**TRY IT**: Count every line in the entries that follow where the word "forested" appears, then state only the total.

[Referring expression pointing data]
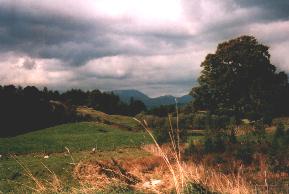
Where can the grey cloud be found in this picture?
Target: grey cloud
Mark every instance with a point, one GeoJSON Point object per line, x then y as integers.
{"type": "Point", "coordinates": [74, 41]}
{"type": "Point", "coordinates": [29, 64]}
{"type": "Point", "coordinates": [272, 10]}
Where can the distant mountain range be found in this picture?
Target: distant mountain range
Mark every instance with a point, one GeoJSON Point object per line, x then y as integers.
{"type": "Point", "coordinates": [126, 95]}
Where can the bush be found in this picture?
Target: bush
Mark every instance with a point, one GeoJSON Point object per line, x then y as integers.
{"type": "Point", "coordinates": [245, 153]}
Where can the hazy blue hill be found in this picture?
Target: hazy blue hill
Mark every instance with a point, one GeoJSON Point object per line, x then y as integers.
{"type": "Point", "coordinates": [125, 96]}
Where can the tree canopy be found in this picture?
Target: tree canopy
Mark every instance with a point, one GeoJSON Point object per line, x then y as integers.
{"type": "Point", "coordinates": [239, 80]}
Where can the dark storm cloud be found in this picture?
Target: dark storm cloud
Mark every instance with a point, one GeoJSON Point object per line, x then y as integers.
{"type": "Point", "coordinates": [272, 9]}
{"type": "Point", "coordinates": [83, 46]}
{"type": "Point", "coordinates": [52, 35]}
{"type": "Point", "coordinates": [29, 64]}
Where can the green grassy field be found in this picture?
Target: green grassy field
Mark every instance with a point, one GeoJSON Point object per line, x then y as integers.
{"type": "Point", "coordinates": [75, 136]}
{"type": "Point", "coordinates": [80, 138]}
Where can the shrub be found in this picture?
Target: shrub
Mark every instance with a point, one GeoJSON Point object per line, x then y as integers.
{"type": "Point", "coordinates": [245, 153]}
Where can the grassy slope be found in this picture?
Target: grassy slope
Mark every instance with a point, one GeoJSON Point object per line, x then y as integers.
{"type": "Point", "coordinates": [121, 121]}
{"type": "Point", "coordinates": [75, 136]}
{"type": "Point", "coordinates": [111, 140]}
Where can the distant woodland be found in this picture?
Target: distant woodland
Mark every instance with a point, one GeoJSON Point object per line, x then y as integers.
{"type": "Point", "coordinates": [27, 109]}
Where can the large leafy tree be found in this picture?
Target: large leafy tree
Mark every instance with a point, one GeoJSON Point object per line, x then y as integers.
{"type": "Point", "coordinates": [240, 80]}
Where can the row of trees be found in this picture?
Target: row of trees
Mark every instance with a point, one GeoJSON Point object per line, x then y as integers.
{"type": "Point", "coordinates": [27, 109]}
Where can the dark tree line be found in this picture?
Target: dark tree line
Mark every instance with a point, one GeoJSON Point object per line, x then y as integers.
{"type": "Point", "coordinates": [27, 109]}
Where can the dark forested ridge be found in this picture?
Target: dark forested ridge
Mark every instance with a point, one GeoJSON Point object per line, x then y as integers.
{"type": "Point", "coordinates": [27, 109]}
{"type": "Point", "coordinates": [125, 96]}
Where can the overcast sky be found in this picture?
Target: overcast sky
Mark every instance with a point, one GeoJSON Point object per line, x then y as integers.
{"type": "Point", "coordinates": [155, 46]}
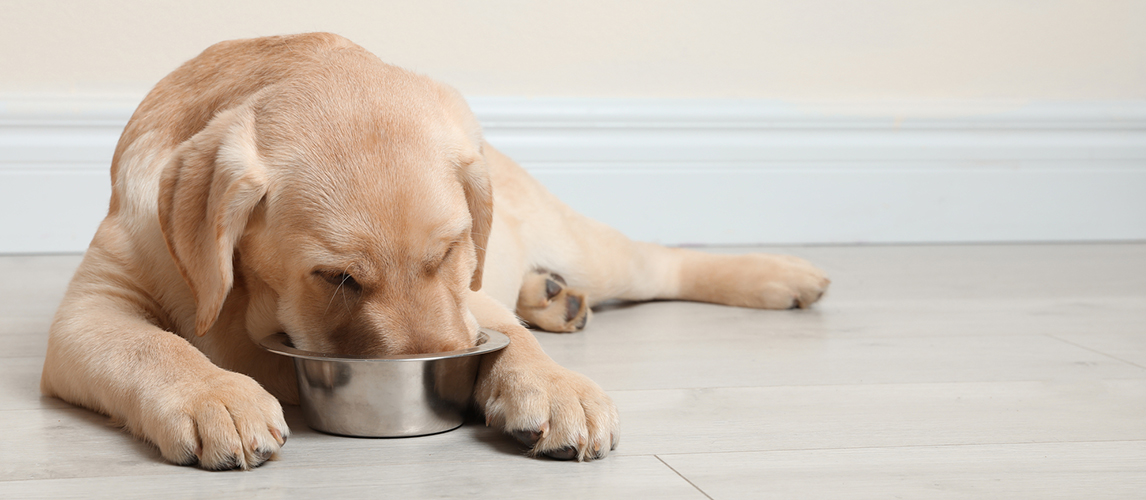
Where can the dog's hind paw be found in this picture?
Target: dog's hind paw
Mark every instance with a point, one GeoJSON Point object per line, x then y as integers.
{"type": "Point", "coordinates": [548, 303]}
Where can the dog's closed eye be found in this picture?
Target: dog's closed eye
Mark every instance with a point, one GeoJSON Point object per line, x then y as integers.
{"type": "Point", "coordinates": [339, 279]}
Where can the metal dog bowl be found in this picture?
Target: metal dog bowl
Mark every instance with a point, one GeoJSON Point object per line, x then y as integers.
{"type": "Point", "coordinates": [400, 396]}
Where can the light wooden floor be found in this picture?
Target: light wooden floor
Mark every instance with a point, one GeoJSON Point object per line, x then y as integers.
{"type": "Point", "coordinates": [927, 372]}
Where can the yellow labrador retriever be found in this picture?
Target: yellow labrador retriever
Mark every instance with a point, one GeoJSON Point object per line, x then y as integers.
{"type": "Point", "coordinates": [298, 184]}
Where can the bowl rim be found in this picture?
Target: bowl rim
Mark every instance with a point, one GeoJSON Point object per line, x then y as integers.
{"type": "Point", "coordinates": [488, 341]}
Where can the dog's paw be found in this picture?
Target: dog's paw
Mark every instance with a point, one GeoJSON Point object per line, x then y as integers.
{"type": "Point", "coordinates": [547, 303]}
{"type": "Point", "coordinates": [227, 421]}
{"type": "Point", "coordinates": [763, 281]}
{"type": "Point", "coordinates": [555, 412]}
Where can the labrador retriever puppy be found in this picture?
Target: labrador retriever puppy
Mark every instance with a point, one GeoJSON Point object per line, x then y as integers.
{"type": "Point", "coordinates": [300, 185]}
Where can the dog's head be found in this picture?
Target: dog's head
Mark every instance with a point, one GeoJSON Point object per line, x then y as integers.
{"type": "Point", "coordinates": [354, 205]}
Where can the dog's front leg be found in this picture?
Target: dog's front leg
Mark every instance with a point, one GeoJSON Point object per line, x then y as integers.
{"type": "Point", "coordinates": [557, 412]}
{"type": "Point", "coordinates": [103, 354]}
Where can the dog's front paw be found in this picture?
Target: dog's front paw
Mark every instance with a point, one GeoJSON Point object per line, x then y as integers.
{"type": "Point", "coordinates": [556, 412]}
{"type": "Point", "coordinates": [225, 421]}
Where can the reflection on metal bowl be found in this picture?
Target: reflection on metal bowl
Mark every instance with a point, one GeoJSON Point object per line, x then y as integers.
{"type": "Point", "coordinates": [400, 396]}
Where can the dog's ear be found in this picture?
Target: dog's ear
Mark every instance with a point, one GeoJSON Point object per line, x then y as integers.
{"type": "Point", "coordinates": [479, 196]}
{"type": "Point", "coordinates": [206, 195]}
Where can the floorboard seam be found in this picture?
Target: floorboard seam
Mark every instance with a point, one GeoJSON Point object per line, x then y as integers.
{"type": "Point", "coordinates": [1095, 351]}
{"type": "Point", "coordinates": [682, 477]}
{"type": "Point", "coordinates": [941, 445]}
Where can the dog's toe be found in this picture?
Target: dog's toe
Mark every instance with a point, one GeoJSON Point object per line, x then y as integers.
{"type": "Point", "coordinates": [548, 303]}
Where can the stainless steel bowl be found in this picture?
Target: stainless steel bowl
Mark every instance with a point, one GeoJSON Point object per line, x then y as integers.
{"type": "Point", "coordinates": [400, 396]}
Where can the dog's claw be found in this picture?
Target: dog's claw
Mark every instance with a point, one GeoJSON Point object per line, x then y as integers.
{"type": "Point", "coordinates": [566, 453]}
{"type": "Point", "coordinates": [527, 437]}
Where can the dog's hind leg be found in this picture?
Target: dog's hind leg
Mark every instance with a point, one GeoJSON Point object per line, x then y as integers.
{"type": "Point", "coordinates": [599, 263]}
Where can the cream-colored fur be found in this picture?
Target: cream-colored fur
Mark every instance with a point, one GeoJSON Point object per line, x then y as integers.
{"type": "Point", "coordinates": [299, 185]}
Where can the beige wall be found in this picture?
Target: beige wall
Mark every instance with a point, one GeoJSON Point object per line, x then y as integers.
{"type": "Point", "coordinates": [787, 49]}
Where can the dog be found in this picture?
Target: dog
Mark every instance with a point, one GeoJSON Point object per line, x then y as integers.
{"type": "Point", "coordinates": [298, 184]}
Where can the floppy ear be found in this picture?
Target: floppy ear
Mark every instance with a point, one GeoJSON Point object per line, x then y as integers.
{"type": "Point", "coordinates": [479, 196]}
{"type": "Point", "coordinates": [206, 195]}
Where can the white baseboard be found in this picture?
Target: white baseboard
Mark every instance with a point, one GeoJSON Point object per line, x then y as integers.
{"type": "Point", "coordinates": [707, 172]}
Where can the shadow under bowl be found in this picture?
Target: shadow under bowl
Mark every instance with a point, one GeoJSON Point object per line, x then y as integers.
{"type": "Point", "coordinates": [400, 396]}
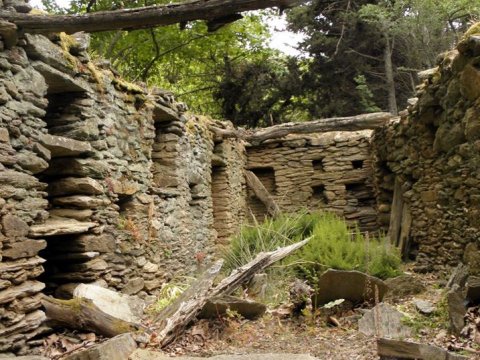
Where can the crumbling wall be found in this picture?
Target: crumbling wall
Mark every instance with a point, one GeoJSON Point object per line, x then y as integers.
{"type": "Point", "coordinates": [433, 153]}
{"type": "Point", "coordinates": [330, 171]}
{"type": "Point", "coordinates": [100, 181]}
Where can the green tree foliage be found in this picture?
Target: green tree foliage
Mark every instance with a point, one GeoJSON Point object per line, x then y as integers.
{"type": "Point", "coordinates": [351, 38]}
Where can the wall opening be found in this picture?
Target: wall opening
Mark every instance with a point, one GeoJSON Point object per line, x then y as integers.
{"type": "Point", "coordinates": [319, 195]}
{"type": "Point", "coordinates": [317, 165]}
{"type": "Point", "coordinates": [258, 209]}
{"type": "Point", "coordinates": [360, 192]}
{"type": "Point", "coordinates": [267, 176]}
{"type": "Point", "coordinates": [357, 164]}
{"type": "Point", "coordinates": [73, 193]}
{"type": "Point", "coordinates": [222, 219]}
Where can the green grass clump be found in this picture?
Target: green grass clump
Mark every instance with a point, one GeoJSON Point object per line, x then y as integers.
{"type": "Point", "coordinates": [333, 244]}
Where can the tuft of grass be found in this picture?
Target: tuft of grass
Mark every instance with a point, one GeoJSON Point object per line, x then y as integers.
{"type": "Point", "coordinates": [333, 244]}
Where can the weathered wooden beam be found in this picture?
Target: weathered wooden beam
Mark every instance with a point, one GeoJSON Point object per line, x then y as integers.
{"type": "Point", "coordinates": [173, 319]}
{"type": "Point", "coordinates": [254, 183]}
{"type": "Point", "coordinates": [353, 123]}
{"type": "Point", "coordinates": [140, 18]}
{"type": "Point", "coordinates": [83, 314]}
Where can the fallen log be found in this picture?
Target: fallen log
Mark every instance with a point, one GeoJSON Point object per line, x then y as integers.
{"type": "Point", "coordinates": [254, 183]}
{"type": "Point", "coordinates": [176, 317]}
{"type": "Point", "coordinates": [246, 272]}
{"type": "Point", "coordinates": [83, 314]}
{"type": "Point", "coordinates": [140, 18]}
{"type": "Point", "coordinates": [410, 350]}
{"type": "Point", "coordinates": [353, 123]}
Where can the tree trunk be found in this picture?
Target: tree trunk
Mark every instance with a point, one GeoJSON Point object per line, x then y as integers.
{"type": "Point", "coordinates": [172, 320]}
{"type": "Point", "coordinates": [352, 123]}
{"type": "Point", "coordinates": [140, 18]}
{"type": "Point", "coordinates": [390, 78]}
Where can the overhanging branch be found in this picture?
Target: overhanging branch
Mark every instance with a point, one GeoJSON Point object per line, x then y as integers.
{"type": "Point", "coordinates": [140, 18]}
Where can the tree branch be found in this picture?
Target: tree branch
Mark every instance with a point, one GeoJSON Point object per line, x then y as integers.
{"type": "Point", "coordinates": [140, 18]}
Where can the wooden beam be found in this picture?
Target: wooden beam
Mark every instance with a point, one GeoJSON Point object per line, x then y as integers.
{"type": "Point", "coordinates": [83, 314]}
{"type": "Point", "coordinates": [140, 18]}
{"type": "Point", "coordinates": [254, 183]}
{"type": "Point", "coordinates": [353, 123]}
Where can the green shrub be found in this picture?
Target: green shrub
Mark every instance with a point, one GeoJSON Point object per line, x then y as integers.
{"type": "Point", "coordinates": [333, 244]}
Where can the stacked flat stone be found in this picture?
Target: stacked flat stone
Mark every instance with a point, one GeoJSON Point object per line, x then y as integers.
{"type": "Point", "coordinates": [327, 171]}
{"type": "Point", "coordinates": [434, 151]}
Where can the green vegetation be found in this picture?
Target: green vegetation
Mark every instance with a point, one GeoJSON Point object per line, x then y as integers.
{"type": "Point", "coordinates": [333, 244]}
{"type": "Point", "coordinates": [359, 56]}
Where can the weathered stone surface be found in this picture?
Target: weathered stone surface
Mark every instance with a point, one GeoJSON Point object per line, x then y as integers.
{"type": "Point", "coordinates": [104, 243]}
{"type": "Point", "coordinates": [14, 227]}
{"type": "Point", "coordinates": [456, 308]}
{"type": "Point", "coordinates": [78, 167]}
{"type": "Point", "coordinates": [133, 286]}
{"type": "Point", "coordinates": [164, 114]}
{"type": "Point", "coordinates": [60, 226]}
{"type": "Point", "coordinates": [142, 354]}
{"type": "Point", "coordinates": [110, 302]}
{"type": "Point", "coordinates": [25, 289]}
{"type": "Point", "coordinates": [41, 48]}
{"type": "Point", "coordinates": [384, 321]}
{"type": "Point", "coordinates": [20, 264]}
{"type": "Point", "coordinates": [81, 201]}
{"type": "Point", "coordinates": [29, 161]}
{"type": "Point", "coordinates": [59, 82]}
{"type": "Point", "coordinates": [19, 180]}
{"type": "Point", "coordinates": [354, 286]}
{"type": "Point", "coordinates": [60, 146]}
{"type": "Point", "coordinates": [72, 186]}
{"type": "Point", "coordinates": [398, 349]}
{"type": "Point", "coordinates": [120, 347]}
{"type": "Point", "coordinates": [77, 214]}
{"type": "Point", "coordinates": [403, 285]}
{"type": "Point", "coordinates": [424, 307]}
{"type": "Point", "coordinates": [22, 249]}
{"type": "Point", "coordinates": [246, 308]}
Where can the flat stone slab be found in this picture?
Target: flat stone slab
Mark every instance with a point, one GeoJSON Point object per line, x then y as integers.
{"type": "Point", "coordinates": [385, 321]}
{"type": "Point", "coordinates": [354, 286]}
{"type": "Point", "coordinates": [60, 226]}
{"type": "Point", "coordinates": [141, 354]}
{"type": "Point", "coordinates": [60, 146]}
{"type": "Point", "coordinates": [119, 348]}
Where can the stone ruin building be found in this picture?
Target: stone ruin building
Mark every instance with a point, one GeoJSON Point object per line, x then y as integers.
{"type": "Point", "coordinates": [107, 182]}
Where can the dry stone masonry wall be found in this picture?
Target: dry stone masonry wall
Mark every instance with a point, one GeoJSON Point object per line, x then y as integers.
{"type": "Point", "coordinates": [433, 152]}
{"type": "Point", "coordinates": [330, 171]}
{"type": "Point", "coordinates": [100, 181]}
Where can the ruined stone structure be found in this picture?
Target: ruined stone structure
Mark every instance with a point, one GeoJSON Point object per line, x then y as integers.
{"type": "Point", "coordinates": [330, 171]}
{"type": "Point", "coordinates": [433, 155]}
{"type": "Point", "coordinates": [108, 182]}
{"type": "Point", "coordinates": [100, 181]}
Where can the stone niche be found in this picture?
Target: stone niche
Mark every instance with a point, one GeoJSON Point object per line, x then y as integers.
{"type": "Point", "coordinates": [329, 171]}
{"type": "Point", "coordinates": [100, 182]}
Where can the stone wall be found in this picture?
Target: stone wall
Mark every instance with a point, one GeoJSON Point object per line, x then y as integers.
{"type": "Point", "coordinates": [100, 181]}
{"type": "Point", "coordinates": [434, 153]}
{"type": "Point", "coordinates": [330, 171]}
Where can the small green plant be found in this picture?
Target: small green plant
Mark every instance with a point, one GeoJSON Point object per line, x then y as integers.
{"type": "Point", "coordinates": [438, 320]}
{"type": "Point", "coordinates": [168, 293]}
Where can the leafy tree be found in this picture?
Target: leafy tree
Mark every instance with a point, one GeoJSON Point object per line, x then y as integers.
{"type": "Point", "coordinates": [383, 42]}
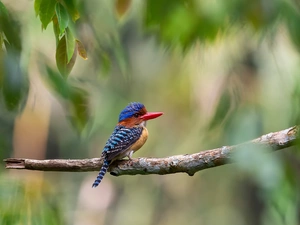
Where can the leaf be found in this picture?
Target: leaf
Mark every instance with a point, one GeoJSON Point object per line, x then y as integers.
{"type": "Point", "coordinates": [56, 29]}
{"type": "Point", "coordinates": [81, 50]}
{"type": "Point", "coordinates": [122, 7]}
{"type": "Point", "coordinates": [13, 81]}
{"type": "Point", "coordinates": [70, 41]}
{"type": "Point", "coordinates": [79, 108]}
{"type": "Point", "coordinates": [37, 4]}
{"type": "Point", "coordinates": [47, 11]}
{"type": "Point", "coordinates": [72, 9]}
{"type": "Point", "coordinates": [61, 58]}
{"type": "Point", "coordinates": [3, 10]}
{"type": "Point", "coordinates": [105, 63]}
{"type": "Point", "coordinates": [58, 84]}
{"type": "Point", "coordinates": [11, 29]}
{"type": "Point", "coordinates": [62, 17]}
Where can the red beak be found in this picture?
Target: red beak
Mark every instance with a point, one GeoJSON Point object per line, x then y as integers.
{"type": "Point", "coordinates": [151, 115]}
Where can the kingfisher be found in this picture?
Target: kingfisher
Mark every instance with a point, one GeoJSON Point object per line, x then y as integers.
{"type": "Point", "coordinates": [129, 135]}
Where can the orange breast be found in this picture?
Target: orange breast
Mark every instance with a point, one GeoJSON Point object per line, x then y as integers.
{"type": "Point", "coordinates": [141, 141]}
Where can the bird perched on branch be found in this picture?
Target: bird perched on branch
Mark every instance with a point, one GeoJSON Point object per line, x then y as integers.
{"type": "Point", "coordinates": [129, 135]}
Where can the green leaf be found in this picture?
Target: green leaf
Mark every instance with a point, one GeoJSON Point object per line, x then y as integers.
{"type": "Point", "coordinates": [11, 29]}
{"type": "Point", "coordinates": [62, 63]}
{"type": "Point", "coordinates": [81, 50]}
{"type": "Point", "coordinates": [62, 17]}
{"type": "Point", "coordinates": [37, 4]}
{"type": "Point", "coordinates": [70, 41]}
{"type": "Point", "coordinates": [13, 82]}
{"type": "Point", "coordinates": [72, 9]}
{"type": "Point", "coordinates": [79, 108]}
{"type": "Point", "coordinates": [47, 11]}
{"type": "Point", "coordinates": [58, 84]}
{"type": "Point", "coordinates": [3, 10]}
{"type": "Point", "coordinates": [56, 29]}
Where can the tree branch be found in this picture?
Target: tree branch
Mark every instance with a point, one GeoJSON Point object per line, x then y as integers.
{"type": "Point", "coordinates": [188, 163]}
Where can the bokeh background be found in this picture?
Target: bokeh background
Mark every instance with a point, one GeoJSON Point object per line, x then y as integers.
{"type": "Point", "coordinates": [223, 72]}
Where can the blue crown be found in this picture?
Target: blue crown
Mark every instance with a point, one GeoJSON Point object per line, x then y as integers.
{"type": "Point", "coordinates": [130, 110]}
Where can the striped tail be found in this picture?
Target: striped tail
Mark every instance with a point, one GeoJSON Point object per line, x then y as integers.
{"type": "Point", "coordinates": [101, 173]}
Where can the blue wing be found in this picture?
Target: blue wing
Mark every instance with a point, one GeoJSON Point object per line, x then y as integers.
{"type": "Point", "coordinates": [120, 140]}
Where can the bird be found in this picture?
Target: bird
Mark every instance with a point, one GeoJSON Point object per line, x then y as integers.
{"type": "Point", "coordinates": [129, 135]}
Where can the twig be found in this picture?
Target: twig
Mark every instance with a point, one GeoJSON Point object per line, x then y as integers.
{"type": "Point", "coordinates": [188, 163]}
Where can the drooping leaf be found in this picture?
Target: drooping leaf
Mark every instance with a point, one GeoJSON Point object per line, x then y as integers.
{"type": "Point", "coordinates": [81, 50]}
{"type": "Point", "coordinates": [13, 81]}
{"type": "Point", "coordinates": [122, 7]}
{"type": "Point", "coordinates": [37, 4]}
{"type": "Point", "coordinates": [62, 63]}
{"type": "Point", "coordinates": [3, 10]}
{"type": "Point", "coordinates": [70, 44]}
{"type": "Point", "coordinates": [11, 29]}
{"type": "Point", "coordinates": [47, 11]}
{"type": "Point", "coordinates": [56, 29]}
{"type": "Point", "coordinates": [79, 108]}
{"type": "Point", "coordinates": [105, 63]}
{"type": "Point", "coordinates": [72, 9]}
{"type": "Point", "coordinates": [62, 17]}
{"type": "Point", "coordinates": [58, 84]}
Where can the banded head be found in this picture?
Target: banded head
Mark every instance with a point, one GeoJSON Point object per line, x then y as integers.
{"type": "Point", "coordinates": [135, 114]}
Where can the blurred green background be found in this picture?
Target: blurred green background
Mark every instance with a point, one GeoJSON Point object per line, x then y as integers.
{"type": "Point", "coordinates": [223, 72]}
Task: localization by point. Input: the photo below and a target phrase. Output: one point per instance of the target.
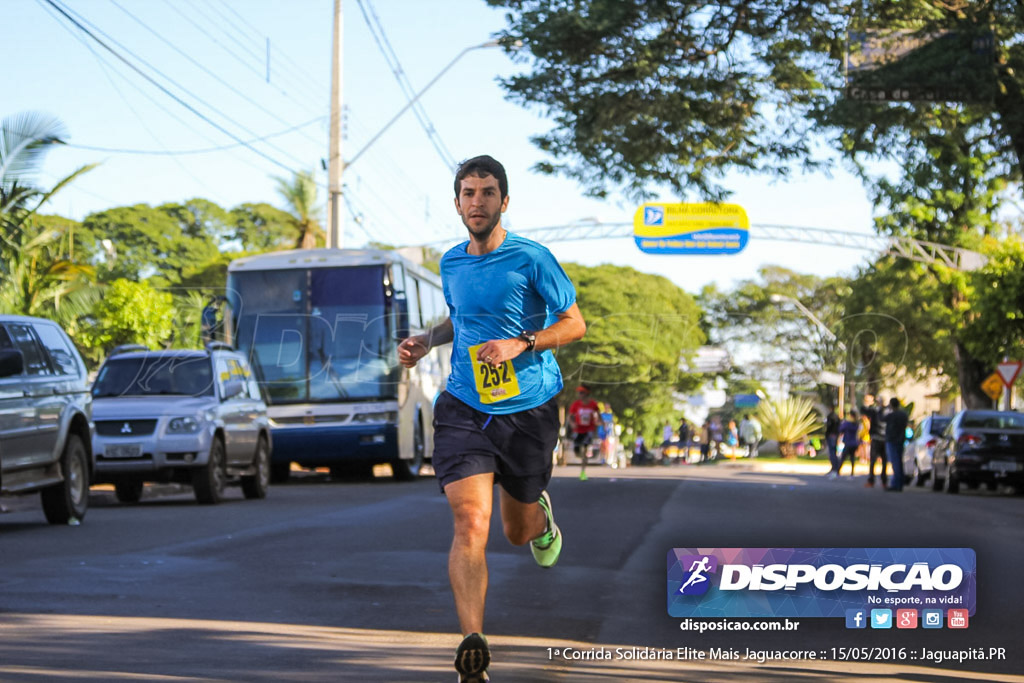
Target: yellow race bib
(494, 384)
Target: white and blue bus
(322, 328)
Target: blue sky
(213, 54)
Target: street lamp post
(779, 298)
(338, 167)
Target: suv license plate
(126, 451)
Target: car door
(41, 417)
(231, 411)
(16, 423)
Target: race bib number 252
(494, 384)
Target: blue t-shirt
(517, 287)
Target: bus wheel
(407, 470)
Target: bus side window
(416, 319)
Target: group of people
(591, 422)
(876, 433)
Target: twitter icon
(882, 619)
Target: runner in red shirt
(585, 413)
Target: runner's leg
(522, 521)
(471, 501)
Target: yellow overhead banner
(690, 228)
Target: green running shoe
(548, 546)
(472, 658)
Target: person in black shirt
(895, 440)
(832, 441)
(877, 420)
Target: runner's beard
(483, 235)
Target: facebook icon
(856, 619)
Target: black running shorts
(516, 447)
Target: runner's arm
(568, 328)
(417, 346)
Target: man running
(510, 302)
(584, 417)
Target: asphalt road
(347, 581)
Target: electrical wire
(183, 153)
(373, 22)
(220, 80)
(165, 90)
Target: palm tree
(786, 421)
(300, 195)
(36, 278)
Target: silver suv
(44, 418)
(183, 417)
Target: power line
(213, 38)
(163, 89)
(296, 72)
(183, 153)
(205, 69)
(392, 59)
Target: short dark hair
(481, 167)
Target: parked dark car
(45, 430)
(980, 446)
(921, 449)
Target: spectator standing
(877, 430)
(832, 441)
(750, 433)
(849, 431)
(896, 424)
(585, 414)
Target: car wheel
(208, 481)
(128, 492)
(68, 501)
(280, 472)
(255, 485)
(952, 482)
(407, 470)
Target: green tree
(639, 329)
(164, 243)
(260, 227)
(674, 92)
(769, 339)
(129, 312)
(300, 195)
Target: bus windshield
(317, 335)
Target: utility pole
(335, 230)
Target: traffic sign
(992, 386)
(1008, 372)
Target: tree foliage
(639, 328)
(769, 339)
(128, 313)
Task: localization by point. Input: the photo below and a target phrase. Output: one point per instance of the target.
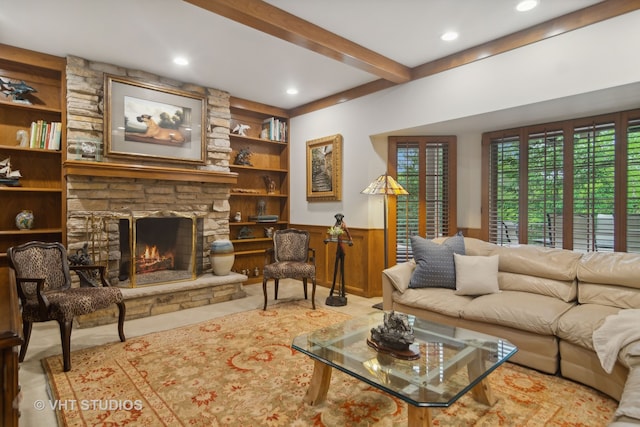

**SOLUTION FOR THIS TASK**: 2